Assignment
Copy, with no pictures, the line that contains "Task: find the shrub" and each line after it down to the end of the entries below, exactly.
BEGIN Provided data
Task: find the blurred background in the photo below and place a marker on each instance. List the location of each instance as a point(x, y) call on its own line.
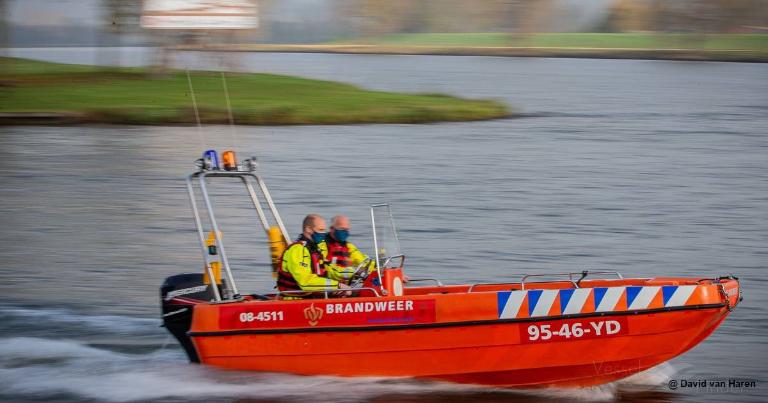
point(117, 22)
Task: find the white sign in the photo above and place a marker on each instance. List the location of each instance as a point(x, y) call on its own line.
point(199, 14)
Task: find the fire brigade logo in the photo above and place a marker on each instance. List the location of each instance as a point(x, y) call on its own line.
point(313, 314)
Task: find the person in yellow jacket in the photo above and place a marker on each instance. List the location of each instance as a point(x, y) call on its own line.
point(342, 256)
point(303, 266)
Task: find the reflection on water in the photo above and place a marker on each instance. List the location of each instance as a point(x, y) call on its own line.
point(650, 168)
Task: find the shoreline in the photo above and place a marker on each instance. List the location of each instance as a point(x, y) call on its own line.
point(673, 54)
point(43, 93)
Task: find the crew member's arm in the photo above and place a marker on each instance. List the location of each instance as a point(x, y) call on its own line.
point(298, 262)
point(356, 257)
point(335, 272)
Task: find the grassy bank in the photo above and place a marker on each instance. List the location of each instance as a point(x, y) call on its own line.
point(38, 92)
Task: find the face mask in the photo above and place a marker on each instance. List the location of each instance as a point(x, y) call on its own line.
point(318, 237)
point(341, 235)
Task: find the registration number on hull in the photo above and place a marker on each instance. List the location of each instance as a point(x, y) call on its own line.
point(573, 329)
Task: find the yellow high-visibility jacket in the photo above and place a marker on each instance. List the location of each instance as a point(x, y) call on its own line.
point(339, 272)
point(297, 261)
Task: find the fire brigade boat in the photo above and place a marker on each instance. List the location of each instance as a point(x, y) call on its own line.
point(577, 329)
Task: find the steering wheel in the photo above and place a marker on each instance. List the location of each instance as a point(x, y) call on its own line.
point(361, 273)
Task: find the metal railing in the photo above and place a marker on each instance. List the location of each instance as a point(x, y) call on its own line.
point(247, 178)
point(328, 291)
point(438, 282)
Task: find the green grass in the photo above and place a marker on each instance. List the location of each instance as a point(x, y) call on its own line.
point(136, 96)
point(755, 42)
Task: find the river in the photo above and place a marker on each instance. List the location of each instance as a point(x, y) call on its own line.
point(651, 168)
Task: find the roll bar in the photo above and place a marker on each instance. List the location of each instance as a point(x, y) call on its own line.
point(251, 181)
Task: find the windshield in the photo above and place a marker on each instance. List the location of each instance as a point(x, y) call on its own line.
point(385, 242)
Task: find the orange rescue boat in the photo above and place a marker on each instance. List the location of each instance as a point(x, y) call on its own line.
point(579, 329)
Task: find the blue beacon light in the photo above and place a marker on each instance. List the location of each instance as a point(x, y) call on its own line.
point(211, 159)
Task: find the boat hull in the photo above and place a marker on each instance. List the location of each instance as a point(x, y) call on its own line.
point(457, 341)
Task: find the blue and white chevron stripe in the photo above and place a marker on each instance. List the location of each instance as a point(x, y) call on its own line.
point(585, 300)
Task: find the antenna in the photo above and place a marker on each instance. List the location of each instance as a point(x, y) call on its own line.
point(229, 110)
point(197, 113)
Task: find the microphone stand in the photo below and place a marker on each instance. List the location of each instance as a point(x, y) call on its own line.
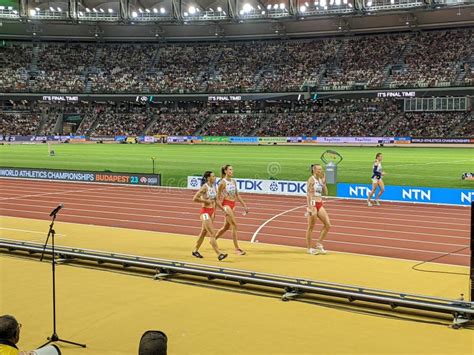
point(52, 232)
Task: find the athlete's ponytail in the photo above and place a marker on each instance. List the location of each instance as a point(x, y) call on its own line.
point(224, 170)
point(205, 177)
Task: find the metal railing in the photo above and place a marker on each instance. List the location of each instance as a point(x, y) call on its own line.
point(462, 311)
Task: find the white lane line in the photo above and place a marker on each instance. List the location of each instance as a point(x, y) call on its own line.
point(300, 226)
point(271, 219)
point(329, 241)
point(362, 236)
point(176, 192)
point(29, 231)
point(184, 210)
point(50, 193)
point(134, 199)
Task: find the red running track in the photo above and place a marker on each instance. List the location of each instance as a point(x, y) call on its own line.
point(405, 231)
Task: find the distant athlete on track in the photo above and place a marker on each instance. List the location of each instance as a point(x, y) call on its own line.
point(315, 209)
point(227, 191)
point(207, 195)
point(377, 174)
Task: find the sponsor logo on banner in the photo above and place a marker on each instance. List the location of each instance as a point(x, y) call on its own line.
point(275, 187)
point(467, 197)
point(80, 176)
point(409, 194)
point(359, 191)
point(416, 194)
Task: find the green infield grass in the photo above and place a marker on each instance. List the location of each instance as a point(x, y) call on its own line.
point(433, 167)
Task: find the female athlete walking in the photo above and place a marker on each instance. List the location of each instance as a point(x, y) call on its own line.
point(227, 191)
point(207, 195)
point(316, 187)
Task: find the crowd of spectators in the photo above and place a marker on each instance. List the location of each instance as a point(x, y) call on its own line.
point(425, 59)
point(434, 59)
point(432, 124)
point(233, 124)
point(362, 61)
point(61, 67)
point(15, 61)
point(121, 68)
point(180, 121)
point(330, 117)
point(22, 124)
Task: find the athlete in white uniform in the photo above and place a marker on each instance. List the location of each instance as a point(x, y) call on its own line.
point(207, 196)
point(227, 191)
point(377, 174)
point(315, 209)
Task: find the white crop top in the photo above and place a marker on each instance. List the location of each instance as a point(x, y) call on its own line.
point(230, 188)
point(318, 187)
point(211, 192)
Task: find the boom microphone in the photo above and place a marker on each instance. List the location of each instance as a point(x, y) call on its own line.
point(56, 210)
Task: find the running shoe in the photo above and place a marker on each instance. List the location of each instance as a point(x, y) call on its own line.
point(321, 249)
point(222, 257)
point(197, 254)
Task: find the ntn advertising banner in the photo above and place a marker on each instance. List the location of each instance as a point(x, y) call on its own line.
point(413, 194)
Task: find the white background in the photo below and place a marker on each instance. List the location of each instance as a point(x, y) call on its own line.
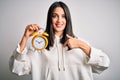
point(97, 21)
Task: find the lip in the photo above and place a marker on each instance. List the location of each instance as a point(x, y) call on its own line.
point(59, 25)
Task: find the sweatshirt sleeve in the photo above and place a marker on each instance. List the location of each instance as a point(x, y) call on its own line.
point(20, 62)
point(98, 60)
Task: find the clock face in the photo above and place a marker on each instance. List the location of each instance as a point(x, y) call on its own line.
point(39, 42)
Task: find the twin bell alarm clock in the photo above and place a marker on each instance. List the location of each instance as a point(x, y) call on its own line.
point(39, 40)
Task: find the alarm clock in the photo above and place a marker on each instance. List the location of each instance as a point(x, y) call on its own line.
point(39, 40)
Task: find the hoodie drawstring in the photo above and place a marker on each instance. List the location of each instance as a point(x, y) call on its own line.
point(61, 56)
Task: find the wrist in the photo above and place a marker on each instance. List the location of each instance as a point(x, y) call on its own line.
point(85, 47)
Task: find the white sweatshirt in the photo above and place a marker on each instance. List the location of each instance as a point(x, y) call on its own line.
point(58, 63)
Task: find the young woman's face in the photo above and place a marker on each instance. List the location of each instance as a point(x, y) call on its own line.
point(58, 20)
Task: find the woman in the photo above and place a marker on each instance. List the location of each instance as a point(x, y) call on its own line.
point(65, 58)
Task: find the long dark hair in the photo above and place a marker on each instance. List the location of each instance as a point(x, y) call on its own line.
point(49, 28)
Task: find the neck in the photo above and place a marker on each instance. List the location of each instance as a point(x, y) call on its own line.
point(59, 34)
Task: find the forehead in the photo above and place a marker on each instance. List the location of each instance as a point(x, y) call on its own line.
point(59, 10)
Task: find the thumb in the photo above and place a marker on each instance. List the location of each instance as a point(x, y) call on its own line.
point(69, 37)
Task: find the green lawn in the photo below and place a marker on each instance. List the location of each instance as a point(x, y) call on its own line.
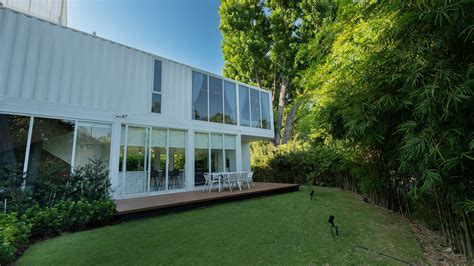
point(283, 229)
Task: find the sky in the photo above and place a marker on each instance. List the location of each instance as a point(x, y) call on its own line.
point(186, 31)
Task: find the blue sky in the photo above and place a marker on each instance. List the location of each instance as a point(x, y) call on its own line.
point(183, 30)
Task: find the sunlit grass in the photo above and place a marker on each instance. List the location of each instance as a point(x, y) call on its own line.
point(283, 229)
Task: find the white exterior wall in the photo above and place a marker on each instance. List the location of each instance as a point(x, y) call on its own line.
point(53, 71)
point(51, 10)
point(246, 156)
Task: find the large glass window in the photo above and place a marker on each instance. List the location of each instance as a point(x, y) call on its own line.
point(136, 171)
point(244, 106)
point(255, 108)
point(200, 97)
point(230, 155)
point(155, 159)
point(216, 110)
point(265, 104)
point(13, 139)
point(177, 159)
point(156, 92)
point(50, 149)
point(201, 157)
point(93, 142)
point(217, 153)
point(230, 103)
point(158, 160)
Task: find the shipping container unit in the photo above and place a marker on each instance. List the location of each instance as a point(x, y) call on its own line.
point(67, 97)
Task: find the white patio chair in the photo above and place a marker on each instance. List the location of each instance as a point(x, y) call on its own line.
point(250, 178)
point(234, 178)
point(207, 179)
point(244, 177)
point(215, 178)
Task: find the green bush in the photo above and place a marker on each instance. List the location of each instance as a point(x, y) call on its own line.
point(14, 235)
point(68, 216)
point(325, 165)
point(52, 203)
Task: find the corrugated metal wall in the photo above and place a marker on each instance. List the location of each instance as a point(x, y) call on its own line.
point(42, 62)
point(46, 69)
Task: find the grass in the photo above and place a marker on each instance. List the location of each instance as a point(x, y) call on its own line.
point(283, 229)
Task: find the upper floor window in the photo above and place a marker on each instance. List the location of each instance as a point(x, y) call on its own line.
point(156, 91)
point(254, 108)
point(230, 103)
point(200, 97)
point(214, 99)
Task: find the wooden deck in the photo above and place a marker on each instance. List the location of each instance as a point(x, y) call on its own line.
point(162, 204)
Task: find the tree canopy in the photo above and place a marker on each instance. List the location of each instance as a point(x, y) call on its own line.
point(389, 82)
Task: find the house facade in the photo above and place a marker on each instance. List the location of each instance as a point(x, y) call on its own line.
point(67, 97)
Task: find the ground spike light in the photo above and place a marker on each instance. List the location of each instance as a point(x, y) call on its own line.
point(331, 222)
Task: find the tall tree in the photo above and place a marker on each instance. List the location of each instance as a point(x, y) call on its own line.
point(260, 46)
point(246, 43)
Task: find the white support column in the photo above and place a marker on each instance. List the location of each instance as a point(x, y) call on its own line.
point(190, 160)
point(246, 156)
point(238, 152)
point(115, 158)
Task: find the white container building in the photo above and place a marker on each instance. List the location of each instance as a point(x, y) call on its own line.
point(67, 96)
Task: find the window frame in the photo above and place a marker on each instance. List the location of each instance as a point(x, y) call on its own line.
point(153, 92)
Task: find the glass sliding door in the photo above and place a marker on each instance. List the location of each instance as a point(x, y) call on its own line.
point(201, 157)
point(50, 150)
point(13, 139)
point(158, 160)
point(135, 170)
point(230, 155)
point(92, 143)
point(177, 159)
point(217, 153)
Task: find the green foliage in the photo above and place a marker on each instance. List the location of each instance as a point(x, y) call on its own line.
point(13, 236)
point(52, 203)
point(51, 185)
point(68, 216)
point(286, 229)
point(11, 182)
point(301, 163)
point(388, 89)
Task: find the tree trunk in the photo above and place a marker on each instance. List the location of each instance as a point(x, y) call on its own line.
point(289, 121)
point(276, 78)
point(258, 79)
point(281, 107)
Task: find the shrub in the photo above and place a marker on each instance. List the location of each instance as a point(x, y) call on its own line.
point(14, 235)
point(69, 216)
point(44, 222)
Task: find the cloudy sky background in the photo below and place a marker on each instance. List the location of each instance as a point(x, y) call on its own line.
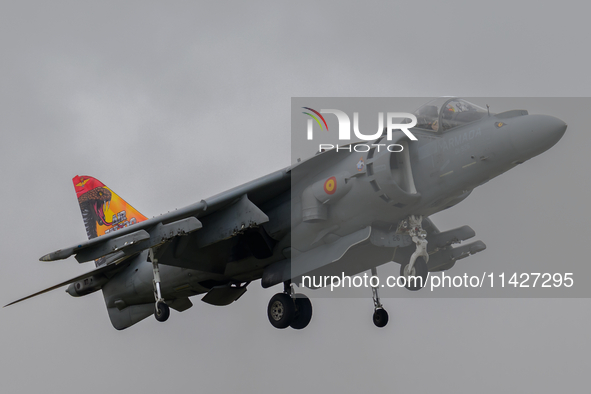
END Provided data
Your solution
Task: find the shrub in the photo above and place a marker on each instance. List the location of each instance as a point(x, y) call on its own line.
point(14, 235)
point(69, 216)
point(44, 222)
Task: find the cloudy sky background in the photo below and place a marker on each instance. List the location of each instance as a point(x, y) call on its own line.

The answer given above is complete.